Introduction to Ohm's Law

A battery is the prime mover of charges and source of voltage in an electric circuit.
How much current exists depends not only on the voltage but also on the electrical resistance (R) and the conductor (such as metal wire) which facilitates the flow of charge.

Important characteristics of the resistance:
Relationship between the current (I), the voltage (V or ε), and the resistance (R) was summarized by George Simon Ohm in his Ohm’s Law:
Current = Voltage / Resistance or I = ε / R

Example:
Assume that we know the resistance of a given part of a circuit and the applied voltage,
and we want to calculate the current drawn in the circuit.

See the figure below and let's assume a 1.5-V battery connected to a light bulb with a resistance of 30 ohms.
Circuit-5
Assume also that the resistance of the battery is zero.

**TASK SET:**
1) Retype the Ohm's Law text from "A battery is" to "battery is zero.".
2) Count the lines of the rows that contain the word "squirrel", and reply with the number alone.
The rows below the Ohm's Law text have no connection to it.

(Stored records)

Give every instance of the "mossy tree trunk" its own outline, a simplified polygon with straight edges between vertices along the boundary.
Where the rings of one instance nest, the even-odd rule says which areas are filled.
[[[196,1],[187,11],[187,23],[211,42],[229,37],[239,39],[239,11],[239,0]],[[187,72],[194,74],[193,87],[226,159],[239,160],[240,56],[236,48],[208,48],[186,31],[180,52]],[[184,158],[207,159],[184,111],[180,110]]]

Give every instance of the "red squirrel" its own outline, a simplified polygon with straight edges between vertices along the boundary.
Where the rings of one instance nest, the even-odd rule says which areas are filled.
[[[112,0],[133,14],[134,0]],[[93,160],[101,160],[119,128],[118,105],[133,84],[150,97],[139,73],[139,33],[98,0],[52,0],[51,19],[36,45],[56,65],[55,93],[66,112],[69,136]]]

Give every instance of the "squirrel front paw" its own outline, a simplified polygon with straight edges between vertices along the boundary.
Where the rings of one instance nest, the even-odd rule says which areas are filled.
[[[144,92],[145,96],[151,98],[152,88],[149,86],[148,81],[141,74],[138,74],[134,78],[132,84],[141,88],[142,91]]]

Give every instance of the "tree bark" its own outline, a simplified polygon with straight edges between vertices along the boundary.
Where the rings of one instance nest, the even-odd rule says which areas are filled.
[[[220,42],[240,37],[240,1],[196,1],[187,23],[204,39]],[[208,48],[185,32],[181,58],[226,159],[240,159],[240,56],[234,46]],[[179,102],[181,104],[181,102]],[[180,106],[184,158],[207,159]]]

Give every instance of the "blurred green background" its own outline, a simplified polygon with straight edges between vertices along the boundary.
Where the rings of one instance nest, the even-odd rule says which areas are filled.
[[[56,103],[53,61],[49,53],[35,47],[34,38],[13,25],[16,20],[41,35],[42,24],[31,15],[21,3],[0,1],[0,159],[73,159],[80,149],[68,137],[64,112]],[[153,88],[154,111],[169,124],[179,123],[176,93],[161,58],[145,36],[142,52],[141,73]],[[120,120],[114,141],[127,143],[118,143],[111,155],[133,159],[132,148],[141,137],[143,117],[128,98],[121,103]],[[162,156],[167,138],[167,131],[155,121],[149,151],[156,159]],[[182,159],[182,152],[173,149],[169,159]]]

**WORKED ANSWERS:**
1)
A battery is the prime mover of charges and source of voltage in an electric circuit.
How much current exists depends not only on the voltage but also on the electrical resistance (R) and the conductor (such as metal wire) which facilitates the flow of charge.

Important characteristics of the resistance:
Relationship between the current (I), the voltage (V or ε), and the resistance (R) was summarized by George Simon Ohm in his Ohm’s Law:
Current = Voltage / Resistance or I = ε / R

Example:
Assume that we know the resistance of a given part of a circuit and the applied voltage,
and we want to calculate the current drawn in the circuit.

See the figure below and let's assume a 1.5-V battery connected to a light bulb with a resistance of 30 ohms.
Circuit-5
Assume also that the resistance of the battery is zero.

2) 2